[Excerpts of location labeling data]
'''
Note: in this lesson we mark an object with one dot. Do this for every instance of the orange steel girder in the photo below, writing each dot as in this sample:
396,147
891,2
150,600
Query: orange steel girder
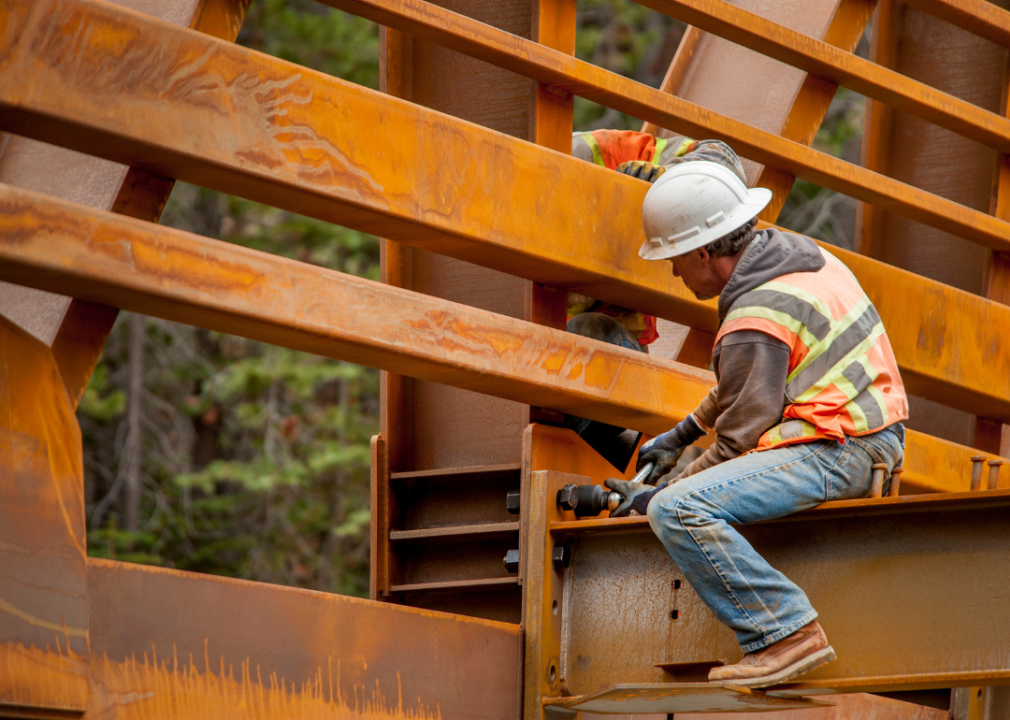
383,179
119,262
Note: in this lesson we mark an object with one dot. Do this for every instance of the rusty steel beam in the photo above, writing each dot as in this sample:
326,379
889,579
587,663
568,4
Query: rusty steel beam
104,119
172,645
98,256
984,18
829,63
880,574
363,166
549,67
120,262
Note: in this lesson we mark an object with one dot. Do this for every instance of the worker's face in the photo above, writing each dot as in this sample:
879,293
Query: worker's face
698,272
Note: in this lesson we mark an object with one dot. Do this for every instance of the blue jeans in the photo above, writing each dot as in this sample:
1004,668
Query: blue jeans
692,518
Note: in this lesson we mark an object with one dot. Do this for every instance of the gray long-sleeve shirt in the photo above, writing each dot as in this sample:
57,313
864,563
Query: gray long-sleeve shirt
750,366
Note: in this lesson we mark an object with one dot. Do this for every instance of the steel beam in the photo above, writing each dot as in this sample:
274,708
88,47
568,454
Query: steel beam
115,261
365,165
47,243
829,63
549,67
171,645
985,19
879,572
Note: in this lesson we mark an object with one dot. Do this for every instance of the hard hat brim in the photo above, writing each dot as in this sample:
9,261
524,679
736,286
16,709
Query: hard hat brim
755,201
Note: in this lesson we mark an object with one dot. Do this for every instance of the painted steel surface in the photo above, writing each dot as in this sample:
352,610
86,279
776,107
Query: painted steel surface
880,573
170,645
165,273
123,263
828,63
382,179
43,595
552,68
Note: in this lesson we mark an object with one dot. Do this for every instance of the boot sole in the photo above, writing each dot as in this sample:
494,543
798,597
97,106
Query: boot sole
801,666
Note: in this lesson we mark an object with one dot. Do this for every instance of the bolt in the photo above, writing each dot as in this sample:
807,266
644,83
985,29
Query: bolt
895,481
512,561
567,498
561,557
977,461
994,474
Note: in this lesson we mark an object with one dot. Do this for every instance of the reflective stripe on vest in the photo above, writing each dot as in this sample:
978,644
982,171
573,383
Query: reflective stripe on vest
831,367
595,146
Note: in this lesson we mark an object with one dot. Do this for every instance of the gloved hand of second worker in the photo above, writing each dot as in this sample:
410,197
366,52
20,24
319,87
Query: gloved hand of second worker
641,170
636,496
664,450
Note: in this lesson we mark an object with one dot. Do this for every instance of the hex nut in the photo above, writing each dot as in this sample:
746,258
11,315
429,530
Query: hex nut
568,499
562,557
512,560
513,502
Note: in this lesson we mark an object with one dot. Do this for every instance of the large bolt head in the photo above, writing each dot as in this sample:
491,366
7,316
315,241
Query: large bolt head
561,557
512,560
512,502
568,498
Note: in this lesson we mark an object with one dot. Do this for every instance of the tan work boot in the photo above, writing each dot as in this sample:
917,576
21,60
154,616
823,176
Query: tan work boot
779,662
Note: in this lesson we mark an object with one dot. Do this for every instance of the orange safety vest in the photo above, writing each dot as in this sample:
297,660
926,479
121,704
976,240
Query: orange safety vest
611,148
842,378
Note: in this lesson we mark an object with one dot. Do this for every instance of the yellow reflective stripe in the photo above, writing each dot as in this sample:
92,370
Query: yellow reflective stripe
834,375
595,146
818,304
860,421
836,329
778,317
661,144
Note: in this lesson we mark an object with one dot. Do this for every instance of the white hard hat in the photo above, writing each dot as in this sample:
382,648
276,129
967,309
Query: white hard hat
693,204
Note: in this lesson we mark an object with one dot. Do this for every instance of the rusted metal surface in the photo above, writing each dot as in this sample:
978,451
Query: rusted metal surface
548,67
73,176
942,56
829,63
43,597
170,645
460,220
165,273
871,569
983,18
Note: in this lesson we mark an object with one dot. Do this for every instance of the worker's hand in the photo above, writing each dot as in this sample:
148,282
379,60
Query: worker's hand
636,496
665,450
641,170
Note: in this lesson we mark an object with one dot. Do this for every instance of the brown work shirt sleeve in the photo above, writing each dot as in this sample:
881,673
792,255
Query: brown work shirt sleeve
749,398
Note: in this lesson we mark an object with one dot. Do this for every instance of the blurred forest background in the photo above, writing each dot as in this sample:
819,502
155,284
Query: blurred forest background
210,452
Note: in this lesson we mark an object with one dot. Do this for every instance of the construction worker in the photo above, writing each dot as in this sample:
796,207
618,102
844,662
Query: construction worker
808,399
645,157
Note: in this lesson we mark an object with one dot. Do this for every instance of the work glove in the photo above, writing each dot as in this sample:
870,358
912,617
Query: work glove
636,496
641,170
664,450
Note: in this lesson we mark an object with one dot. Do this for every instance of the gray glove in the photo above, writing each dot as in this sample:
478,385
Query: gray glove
636,496
664,450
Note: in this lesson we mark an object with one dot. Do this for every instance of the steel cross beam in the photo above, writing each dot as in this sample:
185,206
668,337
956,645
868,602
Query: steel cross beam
314,144
550,67
179,645
986,19
880,574
120,262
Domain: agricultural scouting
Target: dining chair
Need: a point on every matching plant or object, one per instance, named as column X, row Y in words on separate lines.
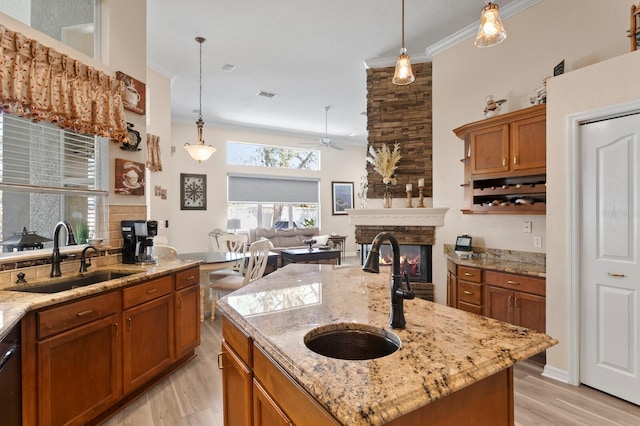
column 235, row 244
column 258, row 255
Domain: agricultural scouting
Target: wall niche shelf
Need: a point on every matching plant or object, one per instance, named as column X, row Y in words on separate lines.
column 505, row 163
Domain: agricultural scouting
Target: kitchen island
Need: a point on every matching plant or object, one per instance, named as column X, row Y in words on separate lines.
column 445, row 354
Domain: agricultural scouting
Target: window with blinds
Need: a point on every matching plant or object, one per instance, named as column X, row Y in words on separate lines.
column 48, row 174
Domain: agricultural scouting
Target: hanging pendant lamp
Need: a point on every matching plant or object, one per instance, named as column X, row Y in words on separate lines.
column 491, row 30
column 200, row 152
column 404, row 73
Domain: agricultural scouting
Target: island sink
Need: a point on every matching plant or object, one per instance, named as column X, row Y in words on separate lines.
column 352, row 341
column 64, row 284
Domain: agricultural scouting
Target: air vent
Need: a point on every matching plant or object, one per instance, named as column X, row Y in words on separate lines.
column 266, row 94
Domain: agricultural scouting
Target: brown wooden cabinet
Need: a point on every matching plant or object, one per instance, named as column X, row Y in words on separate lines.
column 516, row 299
column 85, row 358
column 505, row 163
column 78, row 358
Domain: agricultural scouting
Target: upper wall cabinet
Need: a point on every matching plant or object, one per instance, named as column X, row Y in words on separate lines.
column 505, row 163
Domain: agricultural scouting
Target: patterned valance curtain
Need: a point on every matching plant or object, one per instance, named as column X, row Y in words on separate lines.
column 40, row 83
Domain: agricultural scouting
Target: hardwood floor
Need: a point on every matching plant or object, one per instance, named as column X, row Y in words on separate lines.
column 192, row 396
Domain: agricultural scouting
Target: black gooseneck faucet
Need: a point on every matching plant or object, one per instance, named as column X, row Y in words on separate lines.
column 372, row 264
column 56, row 258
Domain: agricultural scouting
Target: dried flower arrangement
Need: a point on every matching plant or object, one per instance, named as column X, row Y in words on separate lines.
column 385, row 162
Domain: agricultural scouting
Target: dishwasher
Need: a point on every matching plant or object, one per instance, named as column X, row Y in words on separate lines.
column 11, row 379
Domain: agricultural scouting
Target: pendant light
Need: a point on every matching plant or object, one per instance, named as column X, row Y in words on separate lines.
column 404, row 73
column 200, row 152
column 491, row 31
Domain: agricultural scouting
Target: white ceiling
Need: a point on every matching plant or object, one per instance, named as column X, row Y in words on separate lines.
column 310, row 53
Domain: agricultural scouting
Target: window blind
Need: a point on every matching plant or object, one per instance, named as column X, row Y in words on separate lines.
column 270, row 189
column 43, row 158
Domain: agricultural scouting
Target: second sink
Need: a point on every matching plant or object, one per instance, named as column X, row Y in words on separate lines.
column 352, row 341
column 64, row 284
'''
What is asked:
Output the full set of records above without changing a word, and drop the images.

Result of this task:
Note: in this lesson we mark an object with one dot. Do this for every instance of the orange steel girder in the photo below, writing each dot as in this sample:
396,147
891,2
150,600
Query: orange steel girder
383,179
119,262
Note: in this lesson we mark an object with one dot. Do this for every instance of the rusty steel beam in the photo above, writing each dot as in this sample:
326,379
889,579
587,663
568,4
Query: rusty steel beam
104,119
172,645
98,256
984,18
829,63
880,574
363,166
549,67
120,262
Note: in this lesson we mark an object with one dot. Do this for every instance of the worker's face in the photo above, writing each dot as in this sample:
879,293
Query: worker's face
698,272
Note: in this lesson we mark an object with one dot. Do this for every instance of the blue jeans in the photo above, writing each dot as in this sample:
1004,668
Query: blue jeans
692,518
Note: in this lesson we mark an object with one dot. Do this for every instance of the gray long-sleeve shirt in the photo above, writing each dot as in this sample:
57,313
864,563
Query: gray long-sleeve shirt
750,366
Note: in this lesson we mark an object with one dot. Do this for every instance of the steel beam in the photo above, writing each dot as in this sample:
274,708
88,47
568,454
Query: steel beam
115,261
365,165
47,243
829,63
549,67
171,645
985,19
879,572
Note: in this lesson we mark an object with one dot. Do this for every instance of the hard hat brim in the photo above, writing each dot as in this sample:
9,261
524,679
736,286
16,709
Query: hard hat brim
755,201
Note: in this lesson we mark an object with one dot. Do this for every instance of the painted steel surface in the photo above, writing each dot as in this sample:
352,610
86,279
776,107
Query: painted steel surface
880,573
170,645
165,273
123,263
828,63
382,179
43,595
552,68
Note: in this lesson we mark an object with one dot. Do this for every instance of the boot sole in the photo above, writing each dot as in this sample:
494,543
798,597
97,106
Query: boot sole
801,666
Note: in this lesson we mark an object with one dot. Do this for every instance of the bolt in the photo above, writing each dot as in this sample:
807,266
644,83
985,29
Query: bolt
895,481
512,561
567,498
561,557
977,461
994,474
Note: in this lesson we mark an object with one dot. Do this for every instance of the reflective stripe on vest in the photo above, writing each dot as in this sample:
978,644
982,171
573,383
Query: reflective stripe on vest
831,367
595,146
Note: in this lesson we mark an object with one dot. Do this for every instance of the gloved hand of second worker in the photo above, writing each dot as in this sample:
410,197
366,52
20,24
319,87
Query: gloved hand of second worker
641,170
636,496
664,450
Note: in this lesson we mark an object with one dot. Do this for every instance of the hex nut in the photo above, writing each dot as in this sample:
746,258
11,315
429,530
Query: hex nut
568,499
562,557
512,560
513,502
Note: in this lesson we mark an object with one dot. Do this for every instance of the large bolt head in the photo above, writing each dot as in this sample:
491,366
7,316
315,241
Query: large bolt head
561,557
512,560
512,502
568,498
Note: in this lesson we mark an object with one dot. Do this for every instance of the tan work boot in the photo above, writing each dot as in this sample:
917,576
21,60
154,616
823,176
Query: tan work boot
779,662
Note: in this lesson we mark an object with one dot. Do this for every instance of the orange safety vest in the photo above, writing each dot as in this sample:
297,660
926,479
121,704
976,240
Query: orange safety vest
611,148
842,378
Note: in this lesson we mark an object with one dot. Do this for every instance of the yellow reflective stripe in the photo above, writing each dot as in this sample:
92,370
Query: yellow reflective stripe
834,375
595,146
818,304
860,421
836,329
778,317
661,144
Note: in this lesson we mark an object with one dot. Do this for every instance of the white hard hat in the photo above, writing each dot as in this sample:
382,648
276,129
967,309
Query: white hard hat
693,204
Note: in this lesson we mark an object with one dot. Do this for every instance of the rusted metal surface in the photo above, writing each dot as in this sample:
978,451
Query: rusted metal surface
548,67
73,176
942,56
829,63
43,597
170,645
460,220
165,273
871,569
983,18
Note: in this lesson we mark an object with one dot. Do this for every instance of the worker's hand in the photo above, writing each dot as in this sample:
148,282
379,60
Query: worker's hand
636,496
665,450
641,170
Note: in this lesson we mark an object with one dot. Do this for every instance of the brown work shirt sleeve in the photo above, writing each dot as in this sample:
881,673
792,255
Query: brown work shirt sleeve
749,398
Note: in this lesson we mark an object with one dot. Do this for every instance of the blurred forest background in the photo above, writing each dot as in this sample:
819,502
155,284
Query: blurred forest background
210,452
Note: in this lesson we mark an object with one dot. Do this for every instance of the construction worker in the photo above, writing each dot as in this sample:
796,207
618,102
844,662
Query: construction worker
808,399
645,157
Note: in this lesson we mark an object with one dot. Do this for every instance of the work glove in the photo above, writing each dot as in this sample:
870,358
912,617
Query: work glove
636,496
641,170
664,450
Note: in this lesson we mark an object with one dot. Do this for every instance of the gray glove in the photo above, writing each dot as in this sample:
478,385
Query: gray glove
636,496
664,450
Note: in this lesson we mark an object with one dot. Do this for every instance of the steel cross beam in the photo above, writing each dot as in this sample:
185,206
668,337
956,645
868,602
Query: steel cross beam
314,144
550,67
179,645
986,19
880,574
120,262
Domain: agricultural scouting
Target: dining chair
Need: a point on every matching plant or object, one per instance, named as column X, row Y in words on separate lines.
column 235, row 244
column 258, row 255
Domain: agricultural scouting
Target: wall niche shelf
Need: a point on every matching plant or object, one per instance, named as column X, row Y in words on separate lines.
column 505, row 163
Domain: agricultural scouting
Target: kitchen island
Need: a point on every matching plant or object, one per instance, named as column X, row Y in words on separate lines.
column 445, row 354
Domain: agricultural scouting
Target: window with blinds
Need: a point on every matching plant or object, one per instance, named as column X, row Y in words on separate lines.
column 48, row 174
Domain: agricultural scouting
Target: hanging pendant lamp
Need: a point on every matching plant or object, one per instance, named as column X, row Y in words on separate lines.
column 491, row 30
column 200, row 152
column 404, row 73
Domain: agricultural scouting
Target: island sink
Need: a point on every matching plant or object, one per instance, named as column X, row Y in words on separate lines.
column 352, row 341
column 64, row 284
Domain: agricultural scouting
Target: air vent
Need: a point on every matching plant or object, one per instance, named as column X, row Y in words on separate lines.
column 266, row 94
Domain: agricultural scouting
Target: brown wooden cabinet
Need: a point on every matching plant or object, one per instance, named as column X, row Y in words on separate lines.
column 516, row 299
column 85, row 358
column 505, row 163
column 78, row 358
Domain: agricultural scouting
Target: upper wall cabinet
Need: a point on every matching plant or object, one per instance, named as column X, row Y in words on separate lines.
column 505, row 163
Domain: agricultural scouting
Target: patterned valance curtain
Need: a point on every matching plant or object, one per instance, named as column X, row Y in words on separate lines.
column 40, row 83
Domain: agricultural scouting
Target: hardwood floor
Need: a point on every matching plant or object, one per instance, named as column X, row Y in words on separate lines.
column 192, row 396
Domain: agricultural scouting
Target: black gooseneck faucet
Need: a point on every matching plant or object, one per instance, named as column X, row Y in words on separate lines.
column 372, row 264
column 56, row 258
Domain: agricultural scouting
Target: dried flower arrangement
Need: a point on every matching plant or object, one per instance, named as column X, row Y in words on separate lines.
column 385, row 162
Domain: agricultural scouting
Target: dishwasher
Need: a point on every matching plant or object, one per instance, named as column X, row Y in words on separate lines.
column 11, row 379
Domain: agricultural scouting
Target: pendant light
Need: a point on every matching plant or object, one per instance, named as column X, row Y in words on separate lines.
column 404, row 73
column 200, row 152
column 491, row 31
Domain: agricultural scouting
Target: white ceiling
Need: a point on every matching plant or object, one per instance, named as column X, row Y in words on separate lines.
column 310, row 53
Domain: agricultural scouting
Target: window blind
Need: a point on every matching plant or object, one per instance, named as column X, row Y in words on separate lines.
column 270, row 189
column 43, row 158
Domain: agricultural scouting
Target: second sink
Need: a point on every matching plant or object, one per instance, named as column X, row Y in words on separate lines.
column 352, row 341
column 64, row 284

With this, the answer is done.